[ÉNONCÉ DU PROBLÈME] Recopiez le texte sur la semaine de quatre jours de « Il se trouve » à « de la transition. », en remplaçant « cobayes » par « sujets d'expérience ».

[PAGE]
Le sujet a disparu de l'actualité. ToutEduc a demandé à la DEPP (le service statistique de l'Education nationale) une évaluation des effets du passage à 4 jours sur les acquis scolaires, il nous a été répondu que ce n'était pas possible. Le programme de travail de l'Inspection générale ne prévoit pas non plus de se pencher sur le sujet. Mais la tentation du passage aux 4 jours n'est pas seulement française

Il se trouve que je suis tombé par hasard sur un article du Hechinger Report. Aux USA, 900 districts dans 26 Etats sont passés à la semaine de 4 jours. Un seul district est, par la suite, repassé aux 5 jours. Un père d'élève du Montana a porté plainte contre le district scolaire parce que celui-ci passait de la semaine de 5 jours à la semaine de 4 jours. Les journées, du lundi au jeudi seraient allongées de 45 minutes. Il estime que ses enfants vont servir de cobayes et il se fonde sur la thèse de Tim Tharp (ici), soutenue quelques années plus tôt. Il en ressort que ces 45 minutes ne sont pas propices aux apprentissages, et que les résultats sont nettement plus faibles dans les écoles à 4 jours, malgré un petit sursaut la première année de la transition.

[DONNÉES FOURNIES]
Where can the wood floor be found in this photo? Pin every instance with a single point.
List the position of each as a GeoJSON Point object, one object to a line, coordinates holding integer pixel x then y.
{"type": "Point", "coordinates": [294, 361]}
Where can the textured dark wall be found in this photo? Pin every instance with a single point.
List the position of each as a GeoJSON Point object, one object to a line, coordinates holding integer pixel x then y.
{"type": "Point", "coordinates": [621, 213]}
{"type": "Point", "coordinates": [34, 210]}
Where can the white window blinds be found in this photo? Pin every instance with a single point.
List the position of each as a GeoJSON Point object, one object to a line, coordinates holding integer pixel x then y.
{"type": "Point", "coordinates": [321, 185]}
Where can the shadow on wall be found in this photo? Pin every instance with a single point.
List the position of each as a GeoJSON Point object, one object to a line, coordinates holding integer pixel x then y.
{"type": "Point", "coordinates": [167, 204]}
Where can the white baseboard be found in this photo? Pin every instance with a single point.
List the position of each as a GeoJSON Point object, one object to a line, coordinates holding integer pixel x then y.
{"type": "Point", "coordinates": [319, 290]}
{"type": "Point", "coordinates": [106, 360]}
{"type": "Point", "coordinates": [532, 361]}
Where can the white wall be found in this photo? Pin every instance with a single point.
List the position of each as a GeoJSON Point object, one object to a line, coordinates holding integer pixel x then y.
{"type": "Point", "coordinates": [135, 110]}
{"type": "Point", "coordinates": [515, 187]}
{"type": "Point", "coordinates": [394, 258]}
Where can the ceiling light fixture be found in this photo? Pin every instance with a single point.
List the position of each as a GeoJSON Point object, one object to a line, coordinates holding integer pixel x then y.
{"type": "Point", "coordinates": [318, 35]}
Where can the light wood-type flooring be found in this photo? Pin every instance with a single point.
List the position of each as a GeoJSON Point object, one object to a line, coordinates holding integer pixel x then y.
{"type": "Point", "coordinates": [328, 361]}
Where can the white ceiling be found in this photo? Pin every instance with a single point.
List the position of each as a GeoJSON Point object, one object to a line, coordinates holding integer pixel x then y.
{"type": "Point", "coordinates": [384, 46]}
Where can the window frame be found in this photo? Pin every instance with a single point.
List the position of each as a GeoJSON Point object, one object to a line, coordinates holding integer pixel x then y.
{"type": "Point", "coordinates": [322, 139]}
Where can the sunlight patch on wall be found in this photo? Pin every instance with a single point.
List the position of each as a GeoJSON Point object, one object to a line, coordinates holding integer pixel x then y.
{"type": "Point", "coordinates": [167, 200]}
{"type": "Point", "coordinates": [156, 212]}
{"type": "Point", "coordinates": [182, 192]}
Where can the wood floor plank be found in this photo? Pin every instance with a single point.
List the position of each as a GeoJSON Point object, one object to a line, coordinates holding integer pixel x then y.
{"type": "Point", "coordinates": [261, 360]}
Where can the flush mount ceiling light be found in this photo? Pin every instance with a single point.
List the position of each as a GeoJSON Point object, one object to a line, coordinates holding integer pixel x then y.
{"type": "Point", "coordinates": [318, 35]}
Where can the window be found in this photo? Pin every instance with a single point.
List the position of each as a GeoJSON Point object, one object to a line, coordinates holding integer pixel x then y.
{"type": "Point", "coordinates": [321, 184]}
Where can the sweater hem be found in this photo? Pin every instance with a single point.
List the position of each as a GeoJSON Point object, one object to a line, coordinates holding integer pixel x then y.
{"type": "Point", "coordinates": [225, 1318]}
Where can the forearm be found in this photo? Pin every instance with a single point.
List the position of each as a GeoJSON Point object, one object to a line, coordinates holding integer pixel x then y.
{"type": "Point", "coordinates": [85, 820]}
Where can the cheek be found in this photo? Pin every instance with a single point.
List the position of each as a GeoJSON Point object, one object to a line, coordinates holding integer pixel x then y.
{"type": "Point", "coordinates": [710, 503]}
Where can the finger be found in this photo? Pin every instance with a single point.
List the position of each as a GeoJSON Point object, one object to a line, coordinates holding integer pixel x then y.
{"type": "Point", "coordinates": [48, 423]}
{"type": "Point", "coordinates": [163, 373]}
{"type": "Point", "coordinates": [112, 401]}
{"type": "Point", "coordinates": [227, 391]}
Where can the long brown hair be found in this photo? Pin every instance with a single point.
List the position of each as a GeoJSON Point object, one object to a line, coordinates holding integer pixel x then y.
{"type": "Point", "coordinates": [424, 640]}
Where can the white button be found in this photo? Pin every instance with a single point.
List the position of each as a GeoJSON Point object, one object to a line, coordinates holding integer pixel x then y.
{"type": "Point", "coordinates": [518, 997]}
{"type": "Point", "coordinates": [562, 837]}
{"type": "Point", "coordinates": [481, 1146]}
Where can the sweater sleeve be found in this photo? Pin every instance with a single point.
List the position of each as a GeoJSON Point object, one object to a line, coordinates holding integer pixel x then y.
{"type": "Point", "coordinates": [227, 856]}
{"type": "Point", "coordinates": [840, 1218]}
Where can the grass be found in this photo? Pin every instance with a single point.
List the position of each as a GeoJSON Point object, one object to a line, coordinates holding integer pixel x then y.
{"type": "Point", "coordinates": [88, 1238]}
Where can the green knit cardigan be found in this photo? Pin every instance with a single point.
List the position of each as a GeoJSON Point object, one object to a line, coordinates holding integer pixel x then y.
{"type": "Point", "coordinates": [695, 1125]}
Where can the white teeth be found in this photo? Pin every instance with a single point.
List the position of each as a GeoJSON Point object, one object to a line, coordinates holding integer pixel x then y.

[RÉPONSE RÉDIGÉE]
Il se trouve que je suis tombé par hasard sur un article du Hechinger Report. Aux USA, 900 districts dans 26 Etats sont passés à la semaine de 4 jours. Un seul district est, par la suite, repassé aux 5 jours. Un père d'élève du Montana a porté plainte contre le district scolaire parce que celui-ci passait de la semaine de 5 jours à la semaine de 4 jours. Les journées, du lundi au jeudi seraient allongées de 45 minutes. Il estime que ses enfants vont servir de sujets d'expérience et il se fonde sur la thèse de Tim Tharp (ici), soutenue quelques années plus tôt. Il en ressort que ces 45 minutes ne sont pas propices aux apprentissages, et que les résultats sont nettement plus faibles dans les écoles à 4 jours, malgré un petit sursaut la première année de la transition.